==== LISTED RECORDS ====
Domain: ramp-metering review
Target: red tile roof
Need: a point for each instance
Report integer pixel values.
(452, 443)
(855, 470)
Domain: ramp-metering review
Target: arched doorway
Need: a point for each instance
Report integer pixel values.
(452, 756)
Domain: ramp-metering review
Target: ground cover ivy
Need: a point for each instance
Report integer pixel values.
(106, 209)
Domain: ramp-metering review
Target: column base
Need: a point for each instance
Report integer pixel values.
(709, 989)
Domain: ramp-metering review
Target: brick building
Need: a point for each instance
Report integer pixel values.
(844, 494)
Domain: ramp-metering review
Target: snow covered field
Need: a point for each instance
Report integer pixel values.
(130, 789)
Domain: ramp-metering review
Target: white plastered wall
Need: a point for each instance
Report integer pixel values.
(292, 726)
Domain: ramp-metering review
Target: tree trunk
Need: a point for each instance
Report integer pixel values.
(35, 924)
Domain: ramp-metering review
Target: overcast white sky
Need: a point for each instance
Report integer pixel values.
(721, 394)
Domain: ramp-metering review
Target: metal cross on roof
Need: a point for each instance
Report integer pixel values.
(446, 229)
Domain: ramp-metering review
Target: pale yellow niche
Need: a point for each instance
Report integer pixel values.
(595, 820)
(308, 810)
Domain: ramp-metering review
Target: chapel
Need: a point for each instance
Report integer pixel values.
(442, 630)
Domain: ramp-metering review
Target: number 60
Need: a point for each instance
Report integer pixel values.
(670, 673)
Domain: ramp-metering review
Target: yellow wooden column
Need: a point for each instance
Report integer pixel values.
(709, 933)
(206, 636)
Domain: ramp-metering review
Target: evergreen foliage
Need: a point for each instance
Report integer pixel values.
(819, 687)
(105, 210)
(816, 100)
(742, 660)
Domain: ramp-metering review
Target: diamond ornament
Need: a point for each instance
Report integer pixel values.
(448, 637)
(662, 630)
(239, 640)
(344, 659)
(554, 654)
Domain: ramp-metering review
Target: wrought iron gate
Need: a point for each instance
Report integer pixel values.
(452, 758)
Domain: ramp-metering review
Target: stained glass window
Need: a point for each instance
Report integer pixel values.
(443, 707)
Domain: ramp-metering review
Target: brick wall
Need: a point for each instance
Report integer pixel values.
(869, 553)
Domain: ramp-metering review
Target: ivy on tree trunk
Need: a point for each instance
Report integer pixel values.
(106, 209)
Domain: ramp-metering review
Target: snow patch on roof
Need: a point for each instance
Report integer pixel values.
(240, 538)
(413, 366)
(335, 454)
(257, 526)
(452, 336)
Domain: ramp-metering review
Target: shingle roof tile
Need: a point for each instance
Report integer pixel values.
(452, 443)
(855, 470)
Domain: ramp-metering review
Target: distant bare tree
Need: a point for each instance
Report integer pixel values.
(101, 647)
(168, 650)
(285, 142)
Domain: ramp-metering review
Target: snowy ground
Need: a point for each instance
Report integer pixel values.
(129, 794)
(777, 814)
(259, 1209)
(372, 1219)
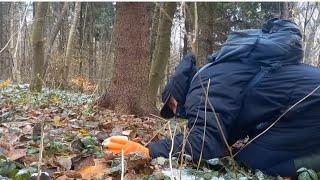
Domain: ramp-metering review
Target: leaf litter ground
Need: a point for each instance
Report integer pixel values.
(74, 129)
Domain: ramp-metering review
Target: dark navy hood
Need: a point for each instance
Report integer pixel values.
(278, 42)
(178, 86)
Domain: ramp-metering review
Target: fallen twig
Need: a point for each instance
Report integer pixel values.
(205, 123)
(171, 150)
(283, 114)
(122, 165)
(41, 149)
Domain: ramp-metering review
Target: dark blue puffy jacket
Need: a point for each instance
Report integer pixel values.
(254, 78)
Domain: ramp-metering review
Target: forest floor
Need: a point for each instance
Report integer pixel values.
(64, 131)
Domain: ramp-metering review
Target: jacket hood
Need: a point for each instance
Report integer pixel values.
(278, 42)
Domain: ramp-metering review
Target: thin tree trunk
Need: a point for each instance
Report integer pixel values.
(204, 41)
(91, 45)
(37, 43)
(308, 51)
(53, 35)
(70, 44)
(154, 29)
(128, 92)
(162, 50)
(284, 14)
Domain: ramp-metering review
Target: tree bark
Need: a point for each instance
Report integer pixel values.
(284, 14)
(91, 44)
(162, 50)
(70, 44)
(37, 43)
(204, 41)
(154, 29)
(53, 35)
(128, 92)
(309, 43)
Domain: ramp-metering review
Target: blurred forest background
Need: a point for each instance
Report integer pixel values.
(125, 52)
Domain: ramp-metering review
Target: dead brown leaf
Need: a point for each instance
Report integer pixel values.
(15, 154)
(98, 171)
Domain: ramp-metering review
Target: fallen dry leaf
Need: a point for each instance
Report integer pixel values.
(15, 154)
(98, 171)
(64, 162)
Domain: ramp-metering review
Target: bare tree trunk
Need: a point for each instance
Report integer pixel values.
(284, 14)
(91, 45)
(70, 44)
(204, 40)
(162, 50)
(16, 73)
(154, 29)
(128, 90)
(189, 25)
(37, 42)
(53, 35)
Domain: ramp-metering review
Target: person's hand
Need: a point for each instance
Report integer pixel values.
(115, 144)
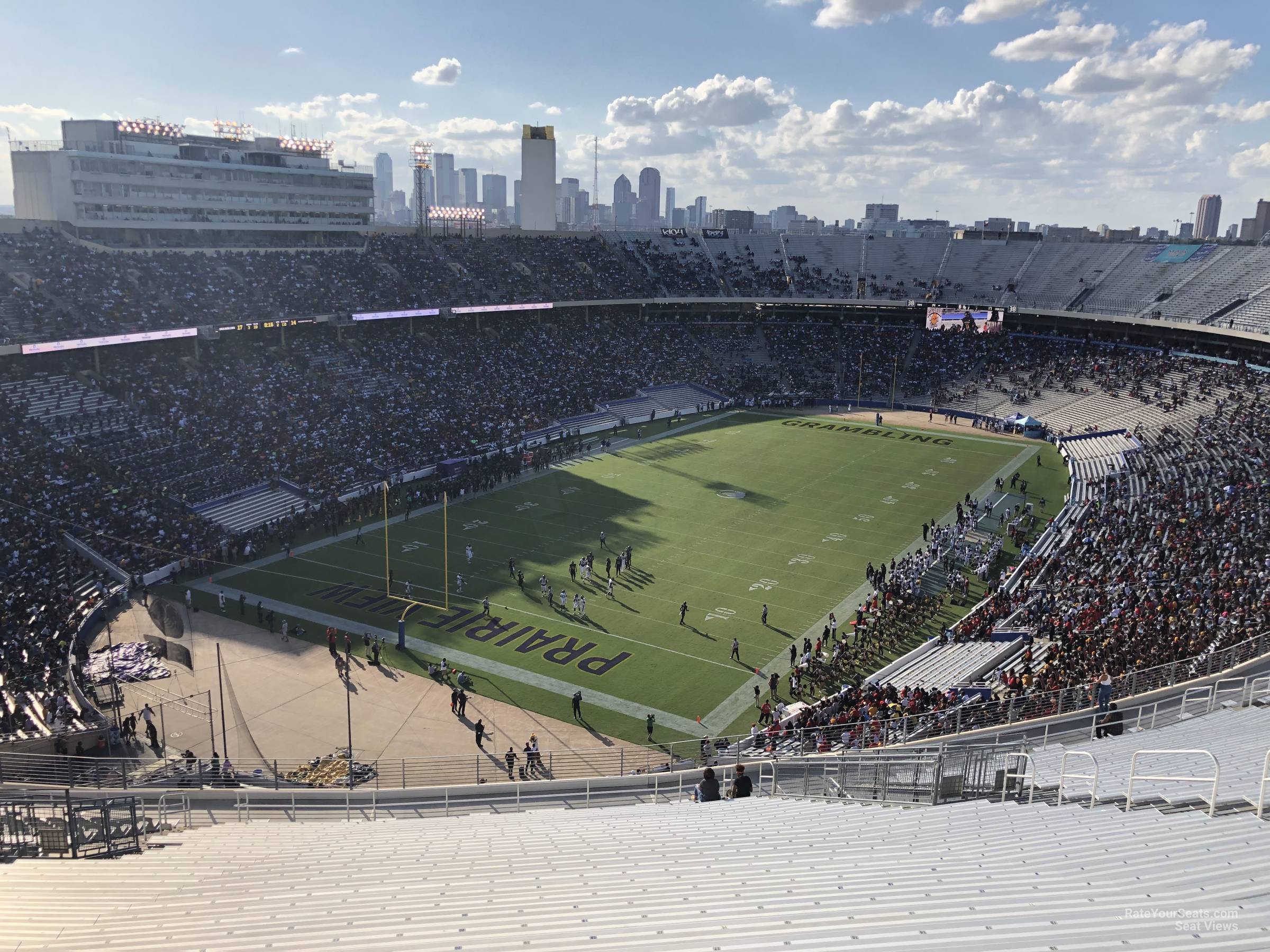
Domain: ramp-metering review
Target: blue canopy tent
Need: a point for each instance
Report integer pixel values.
(1028, 426)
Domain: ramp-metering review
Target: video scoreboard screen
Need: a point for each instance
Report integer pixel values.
(990, 322)
(268, 325)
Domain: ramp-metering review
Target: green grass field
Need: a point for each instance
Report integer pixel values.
(728, 515)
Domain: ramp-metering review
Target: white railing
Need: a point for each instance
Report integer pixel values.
(1262, 789)
(1027, 775)
(1064, 776)
(1182, 779)
(249, 805)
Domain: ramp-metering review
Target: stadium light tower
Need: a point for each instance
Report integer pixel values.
(421, 159)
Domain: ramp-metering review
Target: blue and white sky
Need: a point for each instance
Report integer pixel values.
(1114, 111)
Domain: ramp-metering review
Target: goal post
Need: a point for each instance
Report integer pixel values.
(407, 601)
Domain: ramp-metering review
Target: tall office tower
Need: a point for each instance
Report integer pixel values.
(468, 188)
(443, 168)
(1208, 216)
(882, 213)
(538, 178)
(493, 196)
(624, 202)
(567, 194)
(782, 217)
(383, 185)
(649, 207)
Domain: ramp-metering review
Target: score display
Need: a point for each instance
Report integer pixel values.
(947, 319)
(268, 325)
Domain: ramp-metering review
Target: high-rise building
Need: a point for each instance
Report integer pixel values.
(1255, 227)
(1208, 216)
(468, 188)
(649, 207)
(493, 196)
(287, 187)
(383, 185)
(782, 216)
(443, 168)
(567, 191)
(538, 178)
(624, 202)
====
- **TASK TO CARRY OUT**: Quote the data above in full and without alteration; skip the pictures.

- **RESPONSE**:
Domain: ramp-metering review
Target: red tile roof
Need: a point for each instance
Report integer pixel values.
(452, 443)
(855, 470)
Domain: ramp-metering review
Target: arched doorway
Need: a point for each instance
Report integer pixel values.
(452, 756)
Domain: ramp-metering review
Target: ground cover ivy
Need: a point for each instance
Report integer pixel values.
(106, 209)
Domain: ramp-metering review
Target: column base
Need: a point for each instance
Report integer pixel values.
(709, 989)
Domain: ramp-metering review
Target: brick building
Need: a point for each instance
Report integer pixel values.
(844, 494)
Domain: ramp-metering review
Target: snow covered field
Need: a point for each instance
Report integer pixel values.
(130, 789)
Domain: ramp-metering review
Target: white plastered wall
Need: a point for each instance
Report integer pixel values.
(292, 726)
Domain: ramp-metering review
Target: tree trunk
Need: a point for each instance
Report integer pixel values.
(35, 924)
Domain: ramp-metering review
Target: overcast white sky
Need: a point for each instance
Report integer pixel values.
(721, 394)
Domain: ramp-metering review
Target: metal cross on roof
Need: a point for each instance
Report integer pixel values.
(446, 229)
Domain: ramp-metering review
Target: pale yellow niche
Need: a point for each instance
Report integer pixel values.
(595, 820)
(308, 810)
Domain: ramp-metering review
Target: chapel
Need: a point for each instance
Report integer pixel values.
(442, 630)
Domain: ramp-metering review
Target: number 60
Need: a point for each instance
Report integer pixel values.
(670, 673)
Domain: ramp-metering review
Target: yellow wooden column
Need: a point for each instance
Report integer pixel values.
(709, 933)
(206, 636)
Domain: ramp-metering review
Target: evergreen foliage
Need: a point for each instance
Report integer pixel values.
(819, 687)
(105, 210)
(816, 100)
(742, 660)
Domain: ramp-metering review
Target: diamond ornament
Need: a point for each instance
Report integer pixel values.
(448, 637)
(662, 630)
(239, 640)
(344, 659)
(554, 654)
Domain: ramp-metering review
Target: wrought iron gate
Need: a point for each instance
Report integer pixel values.
(452, 758)
Domain: ramp-metering review
Target: stained glass window
Need: a point for each instance
Report integer pixel values.
(443, 707)
Domain: ramp-metering review
Target: brick wall
Need: a point for each instance
Report integer pixel values.
(869, 553)
Domain: ramp-metering review
Target: ivy on tree trunk
Need: a point for each instance
Report integer pixel values.
(106, 209)
Domain: ramp-metering review
Target: snow patch on roof
Need: a point for each instance
Report integer pixel values.
(240, 538)
(413, 366)
(335, 454)
(257, 526)
(452, 336)
Domain: ramp-metering review
Target: shingle roof tile
Need: a point for each instance
Report integer pixel values.
(452, 443)
(855, 470)
Domain: ramp-metering review
Target: distant bare tree
Need: a point for each instance
Report integer pixel values.
(101, 647)
(168, 650)
(285, 142)
Domain: ramp-metering review
Target: snowy ground
Need: a point for each instance
Report integer pixel values.
(129, 794)
(777, 814)
(259, 1209)
(372, 1219)
Domain: ramp-metering review
Target: leaf litter ground
Need: a point for each instance
Report integer pixel values.
(74, 129)
Domain: ramp-metering review
Target: dark navy hood
Need: a point for each instance
Report integer pixel values.
(278, 42)
(178, 86)
Domain: ramp-metering review
Target: fallen twig
Need: a point for each instance
Report integer pixel values.
(205, 123)
(171, 150)
(283, 114)
(122, 165)
(41, 149)
Domain: ramp-metering review
Target: dark blue puffy jacket
Need: a point for each instance
Report integer pixel values.
(254, 78)
Domain: ramp-metering review
Target: forest floor
Need: a point for each instance
Report integer pixel values.
(64, 131)
Domain: ramp-metering review
Target: jacket hood
Need: a point for each instance
Report integer pixel values.
(278, 42)
Domain: ramp-metering review
Target: thin tree trunk
Need: a point for each instance
Report integer pixel values.
(204, 41)
(91, 45)
(37, 43)
(308, 51)
(53, 35)
(70, 44)
(154, 29)
(128, 92)
(162, 50)
(284, 14)
Domain: ramp-metering review
Target: tree bark
Need: a point for each instance
Report integer pixel values.
(284, 14)
(91, 44)
(162, 50)
(70, 44)
(37, 43)
(204, 41)
(154, 29)
(53, 35)
(128, 92)
(309, 43)
Domain: ramp-metering review
Target: blurred forest background
Need: a point for each instance
Report integer pixel values.
(125, 52)
Domain: ramp-metering review
Target: dead brown leaf
Need: a point for each instance
Report integer pixel values.
(15, 154)
(98, 171)
Domain: ramp-metering review
Target: fallen dry leaf
Need: a point for each instance
Report integer pixel values.
(15, 154)
(98, 171)
(64, 162)
Domain: ramp-metering review
Target: bare tree trunk
Need: a point for each instance
Report integer pixel values.
(284, 14)
(91, 45)
(70, 44)
(204, 40)
(162, 50)
(16, 73)
(154, 29)
(128, 90)
(189, 25)
(37, 42)
(53, 35)
Domain: ramp-metering review
Target: person's hand
Need: a point for each instance
Report integer pixel values.
(115, 144)
Domain: ramp-metering review
Target: blue canopy tent
Need: a point for each instance
Report integer pixel values.
(1028, 426)
Domain: ramp-metering review
Target: video scoreboard screen
Need: a point for each instance
Report integer pixel values.
(990, 322)
(268, 325)
Domain: ramp-metering review
Target: green grass field
Need: a point for each instance
Report integer pixel values.
(728, 515)
Domain: ramp-metering review
Target: white railing
Need: a point for each instance
Report integer pixel values.
(1262, 789)
(1027, 775)
(1064, 776)
(1182, 779)
(249, 805)
Domain: ramp-metering review
Target: stadium light tower
Need: a point for each instance
Report integer pixel values.
(421, 159)
Domain: ramp-metering review
Target: blue and white sky
Need: a point for each instance
Report integer pixel values.
(1114, 111)
Domain: ramp-metering review
Target: goal post
Need: a point for each instance
Report integer pixel values.
(407, 601)
Domain: ramp-metering review
Target: tall office tower
Need: a point for each instance
Report integer pixel values.
(468, 188)
(443, 168)
(1208, 216)
(882, 213)
(538, 178)
(493, 196)
(624, 202)
(567, 194)
(782, 217)
(383, 185)
(649, 207)
Domain: ramp-metering review
Target: score display
Need: a point for each instance
Report integer pixel values.
(947, 319)
(268, 325)
Domain: ramp-metering review
Target: high-rise building
Need: a point for each instance
Report integer pixel values.
(1255, 227)
(1208, 216)
(468, 188)
(649, 207)
(493, 196)
(287, 187)
(383, 185)
(782, 216)
(443, 168)
(567, 191)
(538, 178)
(624, 202)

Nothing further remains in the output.